Carry on the explanatory notes about the Fair Work amendment regulations for varying enterprise agreements, starting right after their last sentence.

(EXCERPT PROVIDED Opens)

The Amendment Regulations will enable employers and employees to quickly agree to new terms and conditions by shortening the minimum period that employees must have access to a copy of a proposed variation to an enterprise agreement, and by which employees must be notified of the details of the vote on the variation, from seven clear calendar days to one clear calendar day. Employees will still be required to genuinely agree to the variation of the agreement, and employers may continue to provide access for longer than the minimum, as appropriate.

The Amendment Regulations are a temporary measure to support employers and employees to expedite variation of enterprise agreements to suit their workplace during the COVID-19 pandemic, and will cease to operate after six months or at a later time prescribed by the Fair Work Regulations.

The Amendment Regulations are compatible with human rights because, to the extent that they may limit human rights, those limitations are reasonable, necessary and proportionate.


 

Attachment

NOTES ON SECTIONS

Section 1 – Name

This section provides that the title of the instrument is the Fair Work Amendment (Variation of Enterprise Agreements) Regulations 2020.

Section 2 – Commencement

This section provides that the whole of the instrument will commence the day after it is registered. 

Section 3 – Authority

This section provides that the instrument is made under the Fair Work Act 2009 (the Act).

Section 4 – Schedules

This section provides that each instrument specified in a Schedule to the Regulations is amended or repealed as set out in the applicable items in the Schedule concerned, and any other item in a Schedule to this instrument will have effect according to its terms.

SCHEDULE 1 – Amendments

Item 1 – After regulation 2.09A

Item 1 inserts new regulation 2.09B.

Subregulation 2.09B(1) provides that the regulation is made for the purposes of subsection 211(6) of the Act.

(EXCERPT PROVIDED Closes)
(DATA FOR ANALYSIS Opens)

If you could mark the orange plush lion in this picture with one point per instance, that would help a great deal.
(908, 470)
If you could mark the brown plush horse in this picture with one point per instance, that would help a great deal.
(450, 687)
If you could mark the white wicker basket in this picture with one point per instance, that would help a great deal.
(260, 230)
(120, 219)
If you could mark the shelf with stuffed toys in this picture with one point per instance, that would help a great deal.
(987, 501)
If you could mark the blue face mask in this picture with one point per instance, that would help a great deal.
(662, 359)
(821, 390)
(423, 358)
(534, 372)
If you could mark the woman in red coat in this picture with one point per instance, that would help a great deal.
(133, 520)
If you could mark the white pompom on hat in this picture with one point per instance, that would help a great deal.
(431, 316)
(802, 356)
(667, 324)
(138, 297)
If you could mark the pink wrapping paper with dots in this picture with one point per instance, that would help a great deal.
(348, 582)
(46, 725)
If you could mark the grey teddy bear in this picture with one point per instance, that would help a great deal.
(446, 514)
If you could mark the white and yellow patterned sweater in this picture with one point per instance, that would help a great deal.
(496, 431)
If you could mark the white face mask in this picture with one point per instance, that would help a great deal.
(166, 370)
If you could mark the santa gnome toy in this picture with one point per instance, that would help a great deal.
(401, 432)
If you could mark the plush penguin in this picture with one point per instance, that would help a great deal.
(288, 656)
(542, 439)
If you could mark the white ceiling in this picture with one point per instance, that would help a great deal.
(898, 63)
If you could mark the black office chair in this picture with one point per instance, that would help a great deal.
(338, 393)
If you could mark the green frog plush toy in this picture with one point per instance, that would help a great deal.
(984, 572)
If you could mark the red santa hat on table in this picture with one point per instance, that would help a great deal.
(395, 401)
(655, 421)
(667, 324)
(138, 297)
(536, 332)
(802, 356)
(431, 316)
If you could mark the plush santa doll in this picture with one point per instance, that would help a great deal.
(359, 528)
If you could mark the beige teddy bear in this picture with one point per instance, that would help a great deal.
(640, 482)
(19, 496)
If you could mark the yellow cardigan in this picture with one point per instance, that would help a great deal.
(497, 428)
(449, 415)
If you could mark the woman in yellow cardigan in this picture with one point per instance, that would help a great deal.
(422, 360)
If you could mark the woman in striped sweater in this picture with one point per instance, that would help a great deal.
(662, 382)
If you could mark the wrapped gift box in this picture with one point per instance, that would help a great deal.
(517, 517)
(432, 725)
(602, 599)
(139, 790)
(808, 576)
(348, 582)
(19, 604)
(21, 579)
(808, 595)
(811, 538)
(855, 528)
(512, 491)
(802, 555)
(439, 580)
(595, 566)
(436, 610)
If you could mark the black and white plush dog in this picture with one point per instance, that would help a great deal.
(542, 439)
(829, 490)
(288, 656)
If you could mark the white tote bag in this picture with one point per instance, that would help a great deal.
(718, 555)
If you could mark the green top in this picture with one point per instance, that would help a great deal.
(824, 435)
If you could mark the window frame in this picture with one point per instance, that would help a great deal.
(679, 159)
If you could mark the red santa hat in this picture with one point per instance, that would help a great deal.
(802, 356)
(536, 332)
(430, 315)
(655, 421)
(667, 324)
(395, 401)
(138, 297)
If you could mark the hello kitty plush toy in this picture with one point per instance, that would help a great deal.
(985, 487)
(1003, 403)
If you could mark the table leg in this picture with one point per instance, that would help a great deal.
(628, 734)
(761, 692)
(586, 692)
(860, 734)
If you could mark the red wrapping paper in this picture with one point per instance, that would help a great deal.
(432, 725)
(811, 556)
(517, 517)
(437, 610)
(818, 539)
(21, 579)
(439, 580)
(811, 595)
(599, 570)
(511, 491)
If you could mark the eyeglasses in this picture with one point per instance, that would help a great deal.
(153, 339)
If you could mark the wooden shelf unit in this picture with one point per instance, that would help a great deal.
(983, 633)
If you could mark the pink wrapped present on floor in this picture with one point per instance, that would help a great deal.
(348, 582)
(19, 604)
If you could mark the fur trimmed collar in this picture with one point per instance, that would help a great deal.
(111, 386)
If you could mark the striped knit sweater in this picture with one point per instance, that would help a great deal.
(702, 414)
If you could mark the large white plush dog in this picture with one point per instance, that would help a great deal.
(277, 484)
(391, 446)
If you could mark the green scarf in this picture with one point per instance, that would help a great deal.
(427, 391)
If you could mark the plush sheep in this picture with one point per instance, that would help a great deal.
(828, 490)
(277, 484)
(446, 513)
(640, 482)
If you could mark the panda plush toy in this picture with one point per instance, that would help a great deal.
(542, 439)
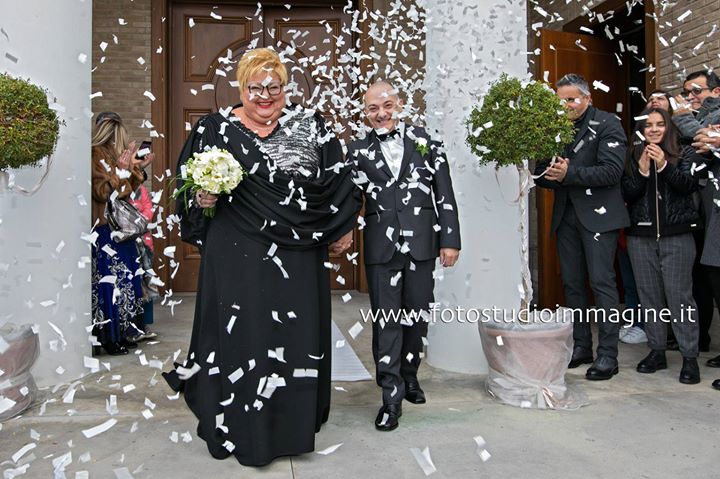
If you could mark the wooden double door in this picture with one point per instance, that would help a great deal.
(206, 44)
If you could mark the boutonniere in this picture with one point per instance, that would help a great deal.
(421, 146)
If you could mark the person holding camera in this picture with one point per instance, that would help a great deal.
(116, 290)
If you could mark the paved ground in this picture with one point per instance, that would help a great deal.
(637, 426)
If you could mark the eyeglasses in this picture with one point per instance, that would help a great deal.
(273, 89)
(695, 91)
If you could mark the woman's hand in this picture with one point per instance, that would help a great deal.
(707, 139)
(141, 163)
(127, 156)
(656, 154)
(644, 162)
(205, 199)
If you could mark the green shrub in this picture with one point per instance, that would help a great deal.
(518, 121)
(29, 129)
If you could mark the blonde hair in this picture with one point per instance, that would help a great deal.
(111, 133)
(258, 61)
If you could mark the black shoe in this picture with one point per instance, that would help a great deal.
(714, 362)
(125, 342)
(655, 361)
(580, 356)
(388, 416)
(690, 373)
(602, 369)
(115, 349)
(414, 393)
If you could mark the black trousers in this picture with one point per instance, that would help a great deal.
(585, 255)
(712, 273)
(703, 292)
(399, 291)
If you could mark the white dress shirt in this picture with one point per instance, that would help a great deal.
(393, 149)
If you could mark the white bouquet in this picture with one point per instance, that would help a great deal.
(213, 170)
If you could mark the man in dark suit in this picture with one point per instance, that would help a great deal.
(410, 219)
(587, 216)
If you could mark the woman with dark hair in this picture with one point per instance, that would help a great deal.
(658, 187)
(116, 291)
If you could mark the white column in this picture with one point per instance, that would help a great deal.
(40, 247)
(470, 43)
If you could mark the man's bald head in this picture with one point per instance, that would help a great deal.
(382, 104)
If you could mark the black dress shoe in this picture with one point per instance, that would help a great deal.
(690, 373)
(714, 362)
(115, 349)
(655, 361)
(414, 393)
(602, 369)
(580, 356)
(127, 344)
(388, 417)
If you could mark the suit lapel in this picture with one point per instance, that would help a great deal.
(581, 132)
(379, 157)
(407, 152)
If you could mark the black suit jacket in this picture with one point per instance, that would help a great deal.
(592, 183)
(420, 203)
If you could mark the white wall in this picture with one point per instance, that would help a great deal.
(469, 43)
(46, 37)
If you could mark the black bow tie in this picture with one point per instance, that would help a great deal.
(388, 135)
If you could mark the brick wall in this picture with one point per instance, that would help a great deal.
(680, 57)
(120, 78)
(676, 59)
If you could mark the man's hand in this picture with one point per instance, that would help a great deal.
(342, 244)
(449, 256)
(682, 106)
(707, 139)
(557, 170)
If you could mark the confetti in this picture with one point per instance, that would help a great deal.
(94, 431)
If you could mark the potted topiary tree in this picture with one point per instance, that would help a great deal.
(517, 122)
(29, 128)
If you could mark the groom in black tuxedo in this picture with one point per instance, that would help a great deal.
(411, 219)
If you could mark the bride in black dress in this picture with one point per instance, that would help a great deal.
(257, 374)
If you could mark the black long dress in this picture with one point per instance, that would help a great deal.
(260, 346)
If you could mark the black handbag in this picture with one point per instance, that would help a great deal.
(125, 220)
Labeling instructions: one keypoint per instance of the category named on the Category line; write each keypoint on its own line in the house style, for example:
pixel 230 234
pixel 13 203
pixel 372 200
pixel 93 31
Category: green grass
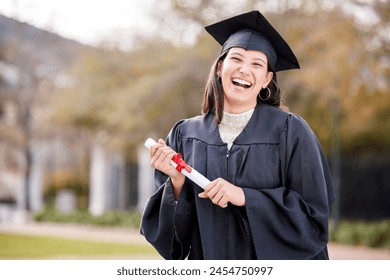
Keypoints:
pixel 15 246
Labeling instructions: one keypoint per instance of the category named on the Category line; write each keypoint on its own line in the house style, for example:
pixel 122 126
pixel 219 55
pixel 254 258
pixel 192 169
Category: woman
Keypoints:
pixel 270 189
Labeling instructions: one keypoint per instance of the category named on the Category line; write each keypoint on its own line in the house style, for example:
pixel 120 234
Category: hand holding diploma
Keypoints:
pixel 180 165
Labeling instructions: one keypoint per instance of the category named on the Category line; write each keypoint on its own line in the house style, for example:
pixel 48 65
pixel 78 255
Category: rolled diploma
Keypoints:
pixel 194 175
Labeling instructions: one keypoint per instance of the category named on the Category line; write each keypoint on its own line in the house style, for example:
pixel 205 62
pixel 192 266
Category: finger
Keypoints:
pixel 223 203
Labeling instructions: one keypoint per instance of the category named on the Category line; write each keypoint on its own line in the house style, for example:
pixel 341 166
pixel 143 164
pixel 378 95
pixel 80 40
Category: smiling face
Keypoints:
pixel 243 73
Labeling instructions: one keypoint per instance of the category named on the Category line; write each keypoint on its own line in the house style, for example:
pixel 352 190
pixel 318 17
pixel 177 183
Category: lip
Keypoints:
pixel 242 83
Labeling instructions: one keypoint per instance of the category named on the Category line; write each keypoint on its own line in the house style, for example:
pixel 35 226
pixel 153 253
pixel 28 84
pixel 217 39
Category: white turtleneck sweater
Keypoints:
pixel 232 125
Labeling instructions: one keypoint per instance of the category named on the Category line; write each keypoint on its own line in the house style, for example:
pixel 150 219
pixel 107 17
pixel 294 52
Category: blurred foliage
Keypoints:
pixel 110 218
pixel 343 84
pixel 369 234
pixel 26 247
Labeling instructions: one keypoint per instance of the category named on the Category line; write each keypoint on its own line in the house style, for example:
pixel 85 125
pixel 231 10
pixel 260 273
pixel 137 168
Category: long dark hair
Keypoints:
pixel 213 96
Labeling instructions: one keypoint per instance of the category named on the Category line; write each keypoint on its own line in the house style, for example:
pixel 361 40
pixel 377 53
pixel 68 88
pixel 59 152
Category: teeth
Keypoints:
pixel 242 82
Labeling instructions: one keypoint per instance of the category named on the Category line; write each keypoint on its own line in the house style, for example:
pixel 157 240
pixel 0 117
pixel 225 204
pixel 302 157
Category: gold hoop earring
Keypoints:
pixel 268 95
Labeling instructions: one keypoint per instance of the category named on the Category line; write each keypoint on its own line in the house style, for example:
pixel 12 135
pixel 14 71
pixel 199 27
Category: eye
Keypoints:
pixel 258 65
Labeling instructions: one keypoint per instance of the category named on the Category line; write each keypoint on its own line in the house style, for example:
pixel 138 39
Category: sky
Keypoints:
pixel 87 21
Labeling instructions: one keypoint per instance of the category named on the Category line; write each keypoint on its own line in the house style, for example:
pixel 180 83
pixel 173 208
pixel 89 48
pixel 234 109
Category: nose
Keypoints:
pixel 244 69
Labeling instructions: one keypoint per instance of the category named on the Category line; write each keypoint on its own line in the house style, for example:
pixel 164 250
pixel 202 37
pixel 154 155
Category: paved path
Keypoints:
pixel 124 235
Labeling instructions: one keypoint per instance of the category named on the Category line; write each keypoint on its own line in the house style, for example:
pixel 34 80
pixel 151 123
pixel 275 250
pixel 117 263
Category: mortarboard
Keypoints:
pixel 252 31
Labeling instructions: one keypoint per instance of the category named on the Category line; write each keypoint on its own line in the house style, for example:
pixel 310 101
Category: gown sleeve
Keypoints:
pixel 291 221
pixel 167 224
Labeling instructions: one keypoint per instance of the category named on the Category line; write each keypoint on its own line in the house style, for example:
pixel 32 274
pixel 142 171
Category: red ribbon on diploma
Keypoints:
pixel 181 164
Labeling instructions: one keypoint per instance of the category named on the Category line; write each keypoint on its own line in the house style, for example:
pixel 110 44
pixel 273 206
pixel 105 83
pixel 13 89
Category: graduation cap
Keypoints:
pixel 252 31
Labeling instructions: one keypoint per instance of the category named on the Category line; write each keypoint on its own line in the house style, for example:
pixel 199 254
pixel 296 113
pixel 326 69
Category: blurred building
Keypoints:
pixel 36 159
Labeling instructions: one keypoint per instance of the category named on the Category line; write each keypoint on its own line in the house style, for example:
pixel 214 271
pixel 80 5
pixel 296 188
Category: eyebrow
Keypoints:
pixel 236 53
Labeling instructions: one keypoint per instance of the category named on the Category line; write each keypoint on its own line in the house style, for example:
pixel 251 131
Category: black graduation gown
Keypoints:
pixel 280 165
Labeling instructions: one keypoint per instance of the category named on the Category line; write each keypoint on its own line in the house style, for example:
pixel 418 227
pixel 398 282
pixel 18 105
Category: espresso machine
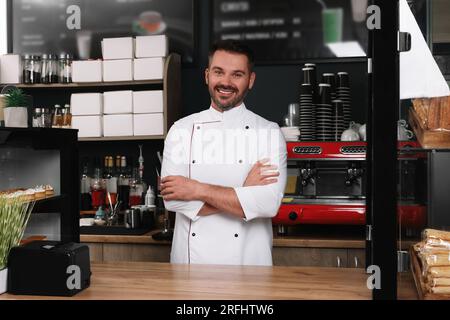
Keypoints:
pixel 326 185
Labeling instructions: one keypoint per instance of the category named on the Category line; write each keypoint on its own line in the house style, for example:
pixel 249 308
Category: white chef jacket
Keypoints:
pixel 199 147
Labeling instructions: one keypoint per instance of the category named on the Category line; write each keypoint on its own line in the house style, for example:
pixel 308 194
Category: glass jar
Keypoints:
pixel 57 117
pixel 45 69
pixel 65 68
pixel 53 68
pixel 67 117
pixel 49 69
pixel 31 69
pixel 37 118
pixel 46 118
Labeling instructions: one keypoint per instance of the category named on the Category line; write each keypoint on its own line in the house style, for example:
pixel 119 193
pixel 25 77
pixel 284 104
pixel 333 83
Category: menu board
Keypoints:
pixel 293 30
pixel 78 26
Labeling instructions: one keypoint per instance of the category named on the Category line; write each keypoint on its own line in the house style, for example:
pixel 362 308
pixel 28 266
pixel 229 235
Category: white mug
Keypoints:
pixel 350 135
pixel 362 132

(DATA FOR ANALYSIS Closes)

**ANSWER TO THE EXERCISE**
Subregulation 2.09B(2) provides that for the purposes of approving a variation of an enterprise agreement under paragraph 211(1)(a) of the Act, the requirements in subsection 180(2) and (3) (which concern the requirement for the employer to take all reasonable steps to give employees a copy of the proposed variation to the agreement and incorporated materials, and inform employees of the time and place, and method of voting) have effect despite subsection 180(4) (which concerns the seven -day access period) such that references in those subsections to the access period were modified to refer to the one-day period ending immediately before the start of the voting process referred to in subsection 181(1).

Subregulation 2.09(3) provides that regulation 2.09B is repealed six months after the commencement of Schedule 1 of the Fair Work Amendment (Variation of Enterprise Agreements) Regulations 2020, or at a later time prescribed by the Fair Work Regulations.

Item 2 – In the appropriate position in Chapter 7

Item 2 inserts new Part 7-4 in Chapter 7 to provide for the application of the amendments.

Subregulation 7.04(1) provides that regulation 2.09B applies to an access period under subsections 180(2) and (3) of the Act that starts on or after the commencement of the Schedule, for the purposes of the FWC deciding whether to approve a variation of an enterprise agreement under paragraph 211(1)(a) of the Fair Work Act.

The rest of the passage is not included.